GIVEN REQUEST: Report how many lines in the rows below contain the word "grassy". Case counts, and the answer is the number alone.

DATA SHOWN:

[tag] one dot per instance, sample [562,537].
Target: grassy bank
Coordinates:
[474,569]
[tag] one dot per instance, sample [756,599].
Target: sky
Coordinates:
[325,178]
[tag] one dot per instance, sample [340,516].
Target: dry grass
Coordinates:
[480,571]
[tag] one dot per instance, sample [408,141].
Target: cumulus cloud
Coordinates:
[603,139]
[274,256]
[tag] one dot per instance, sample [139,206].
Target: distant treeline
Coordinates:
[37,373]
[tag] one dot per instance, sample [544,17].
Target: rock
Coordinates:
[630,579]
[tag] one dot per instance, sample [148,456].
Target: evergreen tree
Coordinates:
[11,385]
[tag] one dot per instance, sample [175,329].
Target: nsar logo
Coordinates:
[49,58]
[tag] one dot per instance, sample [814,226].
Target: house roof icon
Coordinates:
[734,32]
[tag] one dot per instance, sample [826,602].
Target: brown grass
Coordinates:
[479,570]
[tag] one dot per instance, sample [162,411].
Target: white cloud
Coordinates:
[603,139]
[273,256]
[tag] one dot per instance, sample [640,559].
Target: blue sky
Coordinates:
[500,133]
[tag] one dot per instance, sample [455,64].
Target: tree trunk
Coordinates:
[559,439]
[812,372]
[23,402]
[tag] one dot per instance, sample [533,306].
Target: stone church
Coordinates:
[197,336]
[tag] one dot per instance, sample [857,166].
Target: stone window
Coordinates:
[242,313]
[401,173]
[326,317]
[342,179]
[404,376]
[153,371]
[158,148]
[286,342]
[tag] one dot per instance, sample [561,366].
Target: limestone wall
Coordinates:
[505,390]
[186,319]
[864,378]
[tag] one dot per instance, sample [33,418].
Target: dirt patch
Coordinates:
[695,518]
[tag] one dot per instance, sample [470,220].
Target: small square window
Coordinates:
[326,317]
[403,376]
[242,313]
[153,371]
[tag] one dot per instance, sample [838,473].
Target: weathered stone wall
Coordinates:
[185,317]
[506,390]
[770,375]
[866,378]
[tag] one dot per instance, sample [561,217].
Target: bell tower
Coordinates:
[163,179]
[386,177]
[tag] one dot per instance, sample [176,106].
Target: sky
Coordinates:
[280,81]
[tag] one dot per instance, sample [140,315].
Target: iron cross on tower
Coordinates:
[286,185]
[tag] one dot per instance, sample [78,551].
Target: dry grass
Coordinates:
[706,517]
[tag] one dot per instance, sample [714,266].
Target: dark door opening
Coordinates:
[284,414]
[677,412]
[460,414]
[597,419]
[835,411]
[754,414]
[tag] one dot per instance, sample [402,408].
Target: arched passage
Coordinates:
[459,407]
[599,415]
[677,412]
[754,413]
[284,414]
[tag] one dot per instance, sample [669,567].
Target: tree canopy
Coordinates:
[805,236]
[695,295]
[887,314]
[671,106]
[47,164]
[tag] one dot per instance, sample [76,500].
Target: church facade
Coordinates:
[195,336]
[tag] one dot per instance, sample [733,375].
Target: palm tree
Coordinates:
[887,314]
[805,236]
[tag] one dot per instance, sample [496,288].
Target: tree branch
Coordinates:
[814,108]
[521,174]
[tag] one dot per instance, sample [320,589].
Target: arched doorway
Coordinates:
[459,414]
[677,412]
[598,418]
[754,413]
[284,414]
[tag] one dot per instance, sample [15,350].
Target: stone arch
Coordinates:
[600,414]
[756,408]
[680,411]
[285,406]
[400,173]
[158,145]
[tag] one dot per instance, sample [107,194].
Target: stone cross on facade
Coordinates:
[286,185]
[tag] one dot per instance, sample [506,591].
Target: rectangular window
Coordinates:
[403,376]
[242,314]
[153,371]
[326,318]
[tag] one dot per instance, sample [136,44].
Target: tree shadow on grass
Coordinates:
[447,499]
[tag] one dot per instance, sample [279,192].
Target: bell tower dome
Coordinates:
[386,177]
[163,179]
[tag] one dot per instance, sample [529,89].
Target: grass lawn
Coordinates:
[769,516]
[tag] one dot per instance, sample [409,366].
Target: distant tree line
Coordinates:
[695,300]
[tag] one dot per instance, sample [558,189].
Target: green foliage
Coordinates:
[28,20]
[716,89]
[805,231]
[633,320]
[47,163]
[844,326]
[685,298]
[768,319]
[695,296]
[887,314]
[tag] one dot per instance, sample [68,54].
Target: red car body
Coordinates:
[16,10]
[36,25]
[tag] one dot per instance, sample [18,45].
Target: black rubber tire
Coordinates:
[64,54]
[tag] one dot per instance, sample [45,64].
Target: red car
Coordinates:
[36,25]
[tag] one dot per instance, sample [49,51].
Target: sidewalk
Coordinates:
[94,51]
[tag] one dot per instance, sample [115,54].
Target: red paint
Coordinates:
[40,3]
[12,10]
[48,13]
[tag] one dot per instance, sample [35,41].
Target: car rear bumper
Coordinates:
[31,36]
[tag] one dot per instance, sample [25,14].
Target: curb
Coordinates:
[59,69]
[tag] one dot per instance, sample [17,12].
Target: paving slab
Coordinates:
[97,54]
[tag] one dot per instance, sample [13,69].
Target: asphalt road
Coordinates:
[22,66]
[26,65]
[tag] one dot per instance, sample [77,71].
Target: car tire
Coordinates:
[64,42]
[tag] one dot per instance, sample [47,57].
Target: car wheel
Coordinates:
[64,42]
--
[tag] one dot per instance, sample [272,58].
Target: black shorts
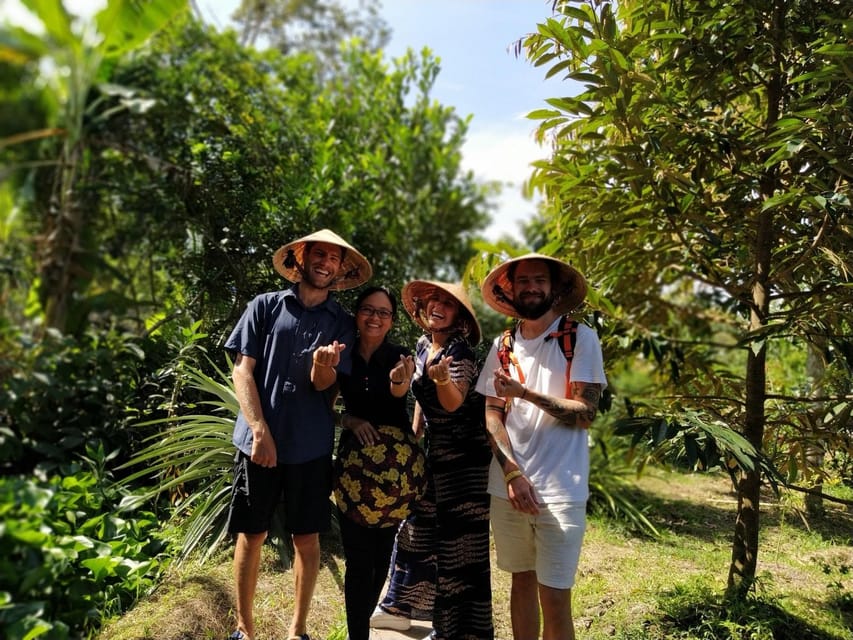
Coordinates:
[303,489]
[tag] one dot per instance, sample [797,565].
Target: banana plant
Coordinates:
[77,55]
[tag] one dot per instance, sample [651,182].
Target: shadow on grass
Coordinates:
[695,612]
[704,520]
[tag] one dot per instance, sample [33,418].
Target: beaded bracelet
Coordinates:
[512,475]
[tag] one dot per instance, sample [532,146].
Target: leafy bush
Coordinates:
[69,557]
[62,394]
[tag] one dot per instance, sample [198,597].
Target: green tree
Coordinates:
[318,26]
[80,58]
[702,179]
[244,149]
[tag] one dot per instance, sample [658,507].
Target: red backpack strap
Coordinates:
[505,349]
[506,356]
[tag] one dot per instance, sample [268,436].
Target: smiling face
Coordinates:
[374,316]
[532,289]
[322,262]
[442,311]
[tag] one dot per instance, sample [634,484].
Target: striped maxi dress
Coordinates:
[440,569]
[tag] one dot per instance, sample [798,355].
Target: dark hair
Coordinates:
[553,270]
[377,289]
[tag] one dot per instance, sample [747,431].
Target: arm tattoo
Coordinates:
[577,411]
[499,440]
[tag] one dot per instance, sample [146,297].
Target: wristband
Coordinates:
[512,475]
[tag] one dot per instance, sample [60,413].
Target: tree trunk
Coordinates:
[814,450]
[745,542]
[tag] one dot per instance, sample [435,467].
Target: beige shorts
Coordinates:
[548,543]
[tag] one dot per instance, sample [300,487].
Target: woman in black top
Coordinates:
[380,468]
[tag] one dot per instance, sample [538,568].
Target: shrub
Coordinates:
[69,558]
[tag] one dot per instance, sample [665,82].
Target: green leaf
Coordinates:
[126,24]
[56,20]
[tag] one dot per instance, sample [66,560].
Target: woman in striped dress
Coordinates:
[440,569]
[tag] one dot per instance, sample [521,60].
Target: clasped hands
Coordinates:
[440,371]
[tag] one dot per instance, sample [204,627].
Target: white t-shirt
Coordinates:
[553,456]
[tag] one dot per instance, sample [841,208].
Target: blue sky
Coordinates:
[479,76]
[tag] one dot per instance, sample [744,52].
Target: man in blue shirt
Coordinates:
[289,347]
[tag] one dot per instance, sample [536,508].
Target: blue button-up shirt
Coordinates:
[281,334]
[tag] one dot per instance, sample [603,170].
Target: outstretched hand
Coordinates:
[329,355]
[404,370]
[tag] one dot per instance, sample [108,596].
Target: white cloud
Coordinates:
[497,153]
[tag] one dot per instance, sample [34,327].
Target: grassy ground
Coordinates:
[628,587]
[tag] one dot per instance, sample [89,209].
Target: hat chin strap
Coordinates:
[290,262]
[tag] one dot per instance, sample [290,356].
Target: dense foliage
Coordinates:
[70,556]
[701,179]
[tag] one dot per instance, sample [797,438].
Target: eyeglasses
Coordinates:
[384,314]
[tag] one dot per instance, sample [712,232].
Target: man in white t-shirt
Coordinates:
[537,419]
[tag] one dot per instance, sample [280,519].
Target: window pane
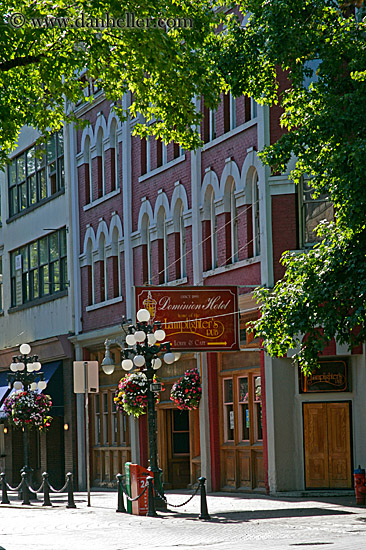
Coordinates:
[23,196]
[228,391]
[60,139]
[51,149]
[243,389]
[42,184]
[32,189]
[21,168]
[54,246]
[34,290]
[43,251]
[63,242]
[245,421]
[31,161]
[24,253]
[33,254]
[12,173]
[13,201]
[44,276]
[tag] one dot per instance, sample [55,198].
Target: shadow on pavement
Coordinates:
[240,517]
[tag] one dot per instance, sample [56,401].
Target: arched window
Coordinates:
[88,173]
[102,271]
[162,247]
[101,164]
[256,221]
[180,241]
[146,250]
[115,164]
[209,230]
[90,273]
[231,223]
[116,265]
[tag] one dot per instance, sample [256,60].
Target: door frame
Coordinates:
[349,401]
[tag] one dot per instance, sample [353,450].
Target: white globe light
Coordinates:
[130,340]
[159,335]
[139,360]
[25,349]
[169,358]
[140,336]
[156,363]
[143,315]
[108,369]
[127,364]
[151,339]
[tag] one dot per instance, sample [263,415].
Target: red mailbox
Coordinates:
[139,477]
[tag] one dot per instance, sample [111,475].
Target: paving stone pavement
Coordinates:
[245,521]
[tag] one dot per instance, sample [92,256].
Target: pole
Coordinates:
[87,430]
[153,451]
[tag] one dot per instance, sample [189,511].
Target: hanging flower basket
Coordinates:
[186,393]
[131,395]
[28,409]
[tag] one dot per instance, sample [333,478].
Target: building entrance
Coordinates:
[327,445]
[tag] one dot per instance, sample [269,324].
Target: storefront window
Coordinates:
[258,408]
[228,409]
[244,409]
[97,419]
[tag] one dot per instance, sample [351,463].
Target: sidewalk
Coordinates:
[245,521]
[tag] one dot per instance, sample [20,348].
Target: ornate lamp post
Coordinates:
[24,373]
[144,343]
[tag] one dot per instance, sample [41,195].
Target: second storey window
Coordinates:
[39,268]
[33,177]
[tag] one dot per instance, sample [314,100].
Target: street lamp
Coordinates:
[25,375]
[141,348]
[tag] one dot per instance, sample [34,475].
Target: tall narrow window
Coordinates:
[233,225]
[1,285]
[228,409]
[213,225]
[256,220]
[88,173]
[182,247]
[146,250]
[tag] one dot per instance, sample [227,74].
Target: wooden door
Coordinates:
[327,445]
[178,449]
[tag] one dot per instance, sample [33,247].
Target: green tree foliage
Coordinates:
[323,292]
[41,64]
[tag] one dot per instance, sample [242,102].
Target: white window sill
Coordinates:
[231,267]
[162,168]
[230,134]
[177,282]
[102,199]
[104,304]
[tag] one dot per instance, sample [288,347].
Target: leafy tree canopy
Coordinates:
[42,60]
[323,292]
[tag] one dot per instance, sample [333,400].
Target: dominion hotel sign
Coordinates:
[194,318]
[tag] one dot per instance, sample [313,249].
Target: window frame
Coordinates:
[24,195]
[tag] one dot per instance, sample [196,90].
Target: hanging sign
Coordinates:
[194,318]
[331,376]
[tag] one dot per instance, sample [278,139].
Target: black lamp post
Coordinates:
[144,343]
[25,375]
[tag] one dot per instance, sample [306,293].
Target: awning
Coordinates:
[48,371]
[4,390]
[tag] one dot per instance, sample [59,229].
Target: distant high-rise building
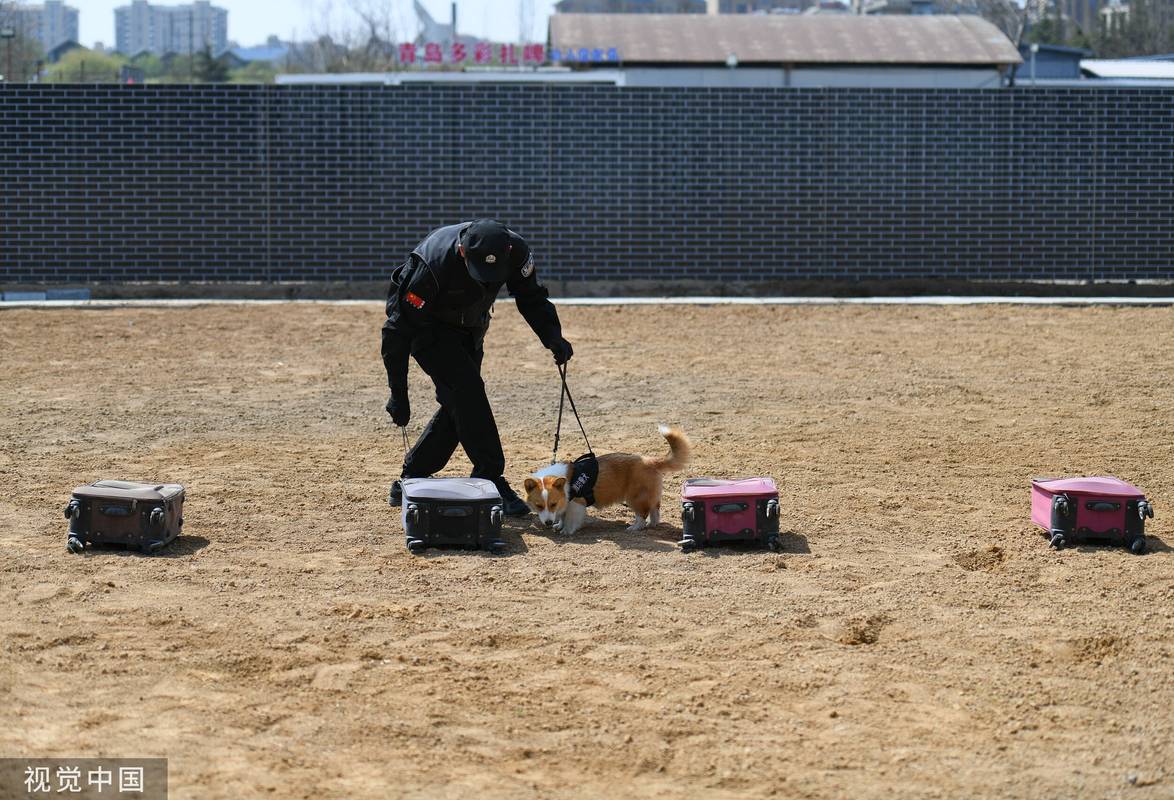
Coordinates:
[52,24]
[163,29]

OUTPUT FOR THIS EXERCISE: 2